Cambiare la cultura aziendale

Eppure, la manutenzione è stata per molto tempo considerata come una fonte di costi anziché di profitti. È questo che ha portato alla manutenzione reattiva. L’avvento di una manutenzione preventiva, predittiva ed infine proattiva, col supporto di processi e tecnologie adeguati, potrà cambiare questo modo di pensare nel corso dei prossimi anni. Il nuovo approccio può contribuire in modo decisivo alla produttività e quindi alla redditività complessiva.

   Per Idhammar, il tutto può essere sintetizzato in alcuni concetti di base. «È importante distinguere tra generare risultati e tagliare costi. È per questo che noi chiamiamo il nostro concetto ‘results-oriented maintenance’ (manutenzione incentrata sui risultati). Non si può dire ‘Vediamo che aumento di affidabilità otteniamo a un costo inferiore’. Le apparecchiature non costano quando funzionano bene, ma costano quando si rompono».

   Il punto più importante, dice Idhammar, è che il passaggio da un approccio reattivo ad un’affidabilità proattiva esige la trasformazione della cultura aziendale. È indispensabile che la cultura dell’azienda acquisti consapevolezza della necessità del cambiamento. Spesso i cambiamenti necessari presuppongono un passaggio di responsabilità; l’azienda deve quindi essere in grado di investire il tempo e le energie necessari a sensibilizzare il personale ed a mantenerlo aggiornato.

Dare il controllo all’operatore

Un importante fattore nella manutenzione dell’affidabilità, dice l’esperto di esercizio e manutenzione Heinz Bloch, è l’ODR (operator-driven reliability, affidabilità gestita dall’operatore). «L’ODR è un approccio in gran parte trascurato», dice Bloch, che ha scritto 13 libri e collabora alla rivista Hydrocarbon Processing come esperto in materia di affidabilità. «Chi cerca di attuare una gestione delle attività senza includere l’ODR, perde diverse opportunità».

   Il concetto di ODR, dice Bloch, è semplicemente una struttura per organizzare le attività del personale addetto allo stabilimento in concordanza con le prassi di manutenzione di affidabilità dell’azienda. Gli operatori sono le persone in più stretto contatto quotidiano con le macchine e generalmente sono loro i primi a notare anche le più lievi variazioni di funzionamento delle macchine stesse. Affidare loro un ruolo chiave nell’impegno per l’affidabilità dello stabilimento è un modo logico ed economicamente molto efficace di migliorare l’esercizio delle macchine e del processo.
◇ ◇ ◇
• [Obiettivo]:
Trascrivi dall'estratto sulla manutenzione il passo compreso tra "Il concetto di" e "e del processo.", estremi inclusi.

• [Dati forniti]:
◇ ◇ ◇
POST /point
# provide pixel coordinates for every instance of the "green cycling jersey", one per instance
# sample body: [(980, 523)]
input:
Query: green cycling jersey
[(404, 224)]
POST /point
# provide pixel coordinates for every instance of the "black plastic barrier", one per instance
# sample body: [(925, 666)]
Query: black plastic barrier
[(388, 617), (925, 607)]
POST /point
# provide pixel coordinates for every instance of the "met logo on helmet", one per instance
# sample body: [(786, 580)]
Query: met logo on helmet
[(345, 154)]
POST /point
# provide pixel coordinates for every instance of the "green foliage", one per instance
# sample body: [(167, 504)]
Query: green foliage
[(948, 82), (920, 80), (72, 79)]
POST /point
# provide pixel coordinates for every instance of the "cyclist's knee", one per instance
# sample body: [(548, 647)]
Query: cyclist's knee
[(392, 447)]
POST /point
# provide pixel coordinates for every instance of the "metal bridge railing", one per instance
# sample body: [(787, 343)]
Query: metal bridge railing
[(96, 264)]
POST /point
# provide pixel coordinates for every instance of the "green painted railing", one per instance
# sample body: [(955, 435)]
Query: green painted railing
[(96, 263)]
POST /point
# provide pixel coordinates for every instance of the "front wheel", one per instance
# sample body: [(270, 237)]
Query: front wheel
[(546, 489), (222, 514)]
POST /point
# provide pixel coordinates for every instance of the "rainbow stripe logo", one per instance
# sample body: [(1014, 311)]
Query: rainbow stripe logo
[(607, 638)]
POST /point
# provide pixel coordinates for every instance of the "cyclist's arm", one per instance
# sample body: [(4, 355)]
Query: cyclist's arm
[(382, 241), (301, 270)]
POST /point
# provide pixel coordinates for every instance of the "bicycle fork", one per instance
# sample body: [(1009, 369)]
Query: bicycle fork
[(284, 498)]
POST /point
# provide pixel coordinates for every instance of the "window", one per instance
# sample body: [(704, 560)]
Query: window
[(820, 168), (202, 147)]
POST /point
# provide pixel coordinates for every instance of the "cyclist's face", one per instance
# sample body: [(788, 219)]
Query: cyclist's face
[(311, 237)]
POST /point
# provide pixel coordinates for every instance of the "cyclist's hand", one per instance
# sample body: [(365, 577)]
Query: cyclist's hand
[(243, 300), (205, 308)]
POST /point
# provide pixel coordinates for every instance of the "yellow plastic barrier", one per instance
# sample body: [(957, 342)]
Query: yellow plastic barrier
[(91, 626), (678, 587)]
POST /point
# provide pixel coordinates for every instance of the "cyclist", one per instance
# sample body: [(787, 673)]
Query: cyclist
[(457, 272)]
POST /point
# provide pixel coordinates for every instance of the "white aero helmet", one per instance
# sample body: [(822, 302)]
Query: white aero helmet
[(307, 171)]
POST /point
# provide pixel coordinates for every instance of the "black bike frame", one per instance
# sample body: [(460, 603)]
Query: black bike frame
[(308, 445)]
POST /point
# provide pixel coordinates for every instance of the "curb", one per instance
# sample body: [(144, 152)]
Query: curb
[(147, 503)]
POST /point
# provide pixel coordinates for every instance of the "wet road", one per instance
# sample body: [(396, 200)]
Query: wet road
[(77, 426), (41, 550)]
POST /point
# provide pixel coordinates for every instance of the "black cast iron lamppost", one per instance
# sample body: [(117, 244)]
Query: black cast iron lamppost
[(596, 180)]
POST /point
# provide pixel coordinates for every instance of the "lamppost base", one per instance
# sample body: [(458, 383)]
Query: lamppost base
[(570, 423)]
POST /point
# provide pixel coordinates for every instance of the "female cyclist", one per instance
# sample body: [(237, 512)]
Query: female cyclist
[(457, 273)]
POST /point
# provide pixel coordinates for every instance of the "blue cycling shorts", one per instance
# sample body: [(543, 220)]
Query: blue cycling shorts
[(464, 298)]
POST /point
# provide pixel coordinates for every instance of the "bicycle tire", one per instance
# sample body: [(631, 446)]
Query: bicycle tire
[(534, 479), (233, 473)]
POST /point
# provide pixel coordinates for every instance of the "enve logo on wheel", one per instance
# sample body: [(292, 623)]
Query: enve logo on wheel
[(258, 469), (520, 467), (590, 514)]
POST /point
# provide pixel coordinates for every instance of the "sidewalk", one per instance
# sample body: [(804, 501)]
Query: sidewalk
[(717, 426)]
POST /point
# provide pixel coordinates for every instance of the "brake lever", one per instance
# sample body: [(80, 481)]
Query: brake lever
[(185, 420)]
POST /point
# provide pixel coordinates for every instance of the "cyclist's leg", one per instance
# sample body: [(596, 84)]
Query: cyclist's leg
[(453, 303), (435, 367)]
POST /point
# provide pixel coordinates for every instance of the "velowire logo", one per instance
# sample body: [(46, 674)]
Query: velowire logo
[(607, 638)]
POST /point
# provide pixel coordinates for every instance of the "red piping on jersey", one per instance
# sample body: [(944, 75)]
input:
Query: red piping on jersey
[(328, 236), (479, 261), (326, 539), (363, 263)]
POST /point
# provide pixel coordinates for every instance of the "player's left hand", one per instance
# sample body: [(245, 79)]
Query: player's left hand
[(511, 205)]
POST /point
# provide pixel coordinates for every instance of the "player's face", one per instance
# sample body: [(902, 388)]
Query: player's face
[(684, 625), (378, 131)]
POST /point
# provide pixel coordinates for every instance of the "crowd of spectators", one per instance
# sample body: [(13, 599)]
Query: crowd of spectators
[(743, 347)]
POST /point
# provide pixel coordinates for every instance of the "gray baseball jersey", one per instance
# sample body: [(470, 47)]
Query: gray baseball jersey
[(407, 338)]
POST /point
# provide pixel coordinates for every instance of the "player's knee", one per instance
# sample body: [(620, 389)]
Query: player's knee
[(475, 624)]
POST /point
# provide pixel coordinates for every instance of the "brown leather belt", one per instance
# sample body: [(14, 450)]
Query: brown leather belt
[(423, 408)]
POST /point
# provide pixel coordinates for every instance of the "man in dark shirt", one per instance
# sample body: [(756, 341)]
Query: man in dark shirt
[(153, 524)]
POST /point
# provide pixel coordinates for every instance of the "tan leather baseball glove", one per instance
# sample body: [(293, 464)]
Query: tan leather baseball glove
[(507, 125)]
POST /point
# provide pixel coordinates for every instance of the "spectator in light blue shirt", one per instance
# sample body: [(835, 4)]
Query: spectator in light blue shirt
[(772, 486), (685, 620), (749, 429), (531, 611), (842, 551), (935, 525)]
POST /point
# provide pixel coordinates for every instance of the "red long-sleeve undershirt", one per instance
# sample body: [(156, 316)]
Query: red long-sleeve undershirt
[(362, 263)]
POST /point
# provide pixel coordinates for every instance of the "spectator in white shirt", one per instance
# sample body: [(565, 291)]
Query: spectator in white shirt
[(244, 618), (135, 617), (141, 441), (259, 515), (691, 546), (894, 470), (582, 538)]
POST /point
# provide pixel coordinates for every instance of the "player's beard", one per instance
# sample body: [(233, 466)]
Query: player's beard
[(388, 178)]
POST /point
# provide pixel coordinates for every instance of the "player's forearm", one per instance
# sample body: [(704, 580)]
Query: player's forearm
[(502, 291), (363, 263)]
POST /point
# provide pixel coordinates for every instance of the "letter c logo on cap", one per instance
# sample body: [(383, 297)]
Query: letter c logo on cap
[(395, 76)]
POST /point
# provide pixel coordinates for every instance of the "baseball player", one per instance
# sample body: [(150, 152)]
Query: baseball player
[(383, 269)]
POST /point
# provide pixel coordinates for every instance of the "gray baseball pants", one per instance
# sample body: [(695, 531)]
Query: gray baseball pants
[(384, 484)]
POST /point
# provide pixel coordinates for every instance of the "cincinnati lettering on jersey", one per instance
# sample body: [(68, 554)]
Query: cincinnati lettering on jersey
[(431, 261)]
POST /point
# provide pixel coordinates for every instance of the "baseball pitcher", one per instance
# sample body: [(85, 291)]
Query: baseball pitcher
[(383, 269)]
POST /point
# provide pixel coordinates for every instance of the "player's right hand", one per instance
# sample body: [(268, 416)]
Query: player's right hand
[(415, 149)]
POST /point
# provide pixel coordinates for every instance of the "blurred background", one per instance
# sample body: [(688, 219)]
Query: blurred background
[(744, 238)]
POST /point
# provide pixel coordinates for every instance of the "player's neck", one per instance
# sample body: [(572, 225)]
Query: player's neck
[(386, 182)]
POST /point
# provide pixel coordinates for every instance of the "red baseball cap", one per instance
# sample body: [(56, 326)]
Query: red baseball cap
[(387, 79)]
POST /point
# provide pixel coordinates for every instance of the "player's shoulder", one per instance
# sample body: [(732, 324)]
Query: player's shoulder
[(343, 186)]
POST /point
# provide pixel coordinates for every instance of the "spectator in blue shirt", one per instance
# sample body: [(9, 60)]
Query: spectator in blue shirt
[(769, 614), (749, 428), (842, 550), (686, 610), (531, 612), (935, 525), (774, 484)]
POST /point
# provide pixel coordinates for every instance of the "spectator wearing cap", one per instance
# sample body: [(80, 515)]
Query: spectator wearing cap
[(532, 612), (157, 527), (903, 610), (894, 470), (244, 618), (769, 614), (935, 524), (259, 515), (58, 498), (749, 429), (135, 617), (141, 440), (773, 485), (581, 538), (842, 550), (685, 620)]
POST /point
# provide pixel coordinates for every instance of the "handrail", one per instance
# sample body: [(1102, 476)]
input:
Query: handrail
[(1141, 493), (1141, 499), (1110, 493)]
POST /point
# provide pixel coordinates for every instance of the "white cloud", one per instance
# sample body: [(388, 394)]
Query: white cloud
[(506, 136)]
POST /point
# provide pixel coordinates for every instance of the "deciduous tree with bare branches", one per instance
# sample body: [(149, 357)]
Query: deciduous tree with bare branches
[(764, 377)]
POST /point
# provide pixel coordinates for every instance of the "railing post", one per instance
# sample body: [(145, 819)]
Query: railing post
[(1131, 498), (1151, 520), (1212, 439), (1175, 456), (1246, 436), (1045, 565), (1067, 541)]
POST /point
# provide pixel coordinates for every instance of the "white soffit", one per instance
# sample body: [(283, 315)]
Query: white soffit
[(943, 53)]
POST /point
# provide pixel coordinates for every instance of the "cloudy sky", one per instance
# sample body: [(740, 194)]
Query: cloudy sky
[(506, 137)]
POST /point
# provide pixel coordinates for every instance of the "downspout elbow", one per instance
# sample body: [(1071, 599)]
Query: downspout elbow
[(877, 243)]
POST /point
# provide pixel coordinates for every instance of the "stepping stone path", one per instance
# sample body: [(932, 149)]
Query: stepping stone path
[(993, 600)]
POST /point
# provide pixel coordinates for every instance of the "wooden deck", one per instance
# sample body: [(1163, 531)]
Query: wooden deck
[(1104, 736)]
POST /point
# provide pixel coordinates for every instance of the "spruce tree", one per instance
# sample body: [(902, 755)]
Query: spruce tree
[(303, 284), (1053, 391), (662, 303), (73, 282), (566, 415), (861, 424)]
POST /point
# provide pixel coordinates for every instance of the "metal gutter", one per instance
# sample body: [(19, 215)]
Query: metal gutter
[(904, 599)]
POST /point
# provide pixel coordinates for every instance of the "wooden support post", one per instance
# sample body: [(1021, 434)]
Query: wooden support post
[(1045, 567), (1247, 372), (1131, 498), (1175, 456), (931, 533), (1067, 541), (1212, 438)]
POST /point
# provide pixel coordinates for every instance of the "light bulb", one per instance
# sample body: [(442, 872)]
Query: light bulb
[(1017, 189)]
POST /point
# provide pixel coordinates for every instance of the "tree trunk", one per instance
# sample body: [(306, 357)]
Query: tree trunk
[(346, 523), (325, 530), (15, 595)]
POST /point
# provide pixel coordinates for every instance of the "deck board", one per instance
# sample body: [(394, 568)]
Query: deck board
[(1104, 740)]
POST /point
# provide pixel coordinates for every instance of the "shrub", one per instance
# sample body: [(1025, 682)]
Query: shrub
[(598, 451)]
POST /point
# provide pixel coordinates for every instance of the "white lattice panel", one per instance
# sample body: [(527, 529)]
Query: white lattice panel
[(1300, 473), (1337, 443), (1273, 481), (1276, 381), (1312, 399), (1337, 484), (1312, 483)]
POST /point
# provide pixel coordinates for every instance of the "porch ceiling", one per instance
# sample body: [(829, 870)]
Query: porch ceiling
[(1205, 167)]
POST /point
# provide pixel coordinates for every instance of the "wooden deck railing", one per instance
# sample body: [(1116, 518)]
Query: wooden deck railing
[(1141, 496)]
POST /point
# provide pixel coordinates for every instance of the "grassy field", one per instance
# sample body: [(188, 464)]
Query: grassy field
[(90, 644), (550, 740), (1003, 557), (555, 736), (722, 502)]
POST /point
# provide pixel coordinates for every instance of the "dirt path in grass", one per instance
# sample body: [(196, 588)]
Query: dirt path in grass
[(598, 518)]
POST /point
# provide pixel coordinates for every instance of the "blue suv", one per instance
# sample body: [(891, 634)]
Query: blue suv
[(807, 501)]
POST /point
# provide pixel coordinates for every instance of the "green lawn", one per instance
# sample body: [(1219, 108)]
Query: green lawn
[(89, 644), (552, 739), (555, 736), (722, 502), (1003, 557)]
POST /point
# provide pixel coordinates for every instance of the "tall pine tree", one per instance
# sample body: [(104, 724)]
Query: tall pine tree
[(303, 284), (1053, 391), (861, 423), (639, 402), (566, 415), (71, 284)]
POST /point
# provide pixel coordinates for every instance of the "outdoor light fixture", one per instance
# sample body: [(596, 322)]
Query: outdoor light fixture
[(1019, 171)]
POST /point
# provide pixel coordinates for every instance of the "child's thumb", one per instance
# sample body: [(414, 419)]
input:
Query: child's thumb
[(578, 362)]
◇ ◇ ◇
• [Risposta completa]:
Il concetto di ODR, dice Bloch, è semplicemente una struttura per organizzare le attività del personale addetto allo stabilimento in concordanza con le prassi di manutenzione di affidabilità dell’azienda. Gli operatori sono le persone in più stretto contatto quotidiano con le macchine e generalmente sono loro i primi a notare anche le più lievi variazioni di funzionamento delle macchine stesse. Affidare loro un ruolo chiave nell’impegno per l’affidabilità dello stabilimento è un modo logico ed economicamente molto efficace di migliorare l’esercizio delle macchine e del processo.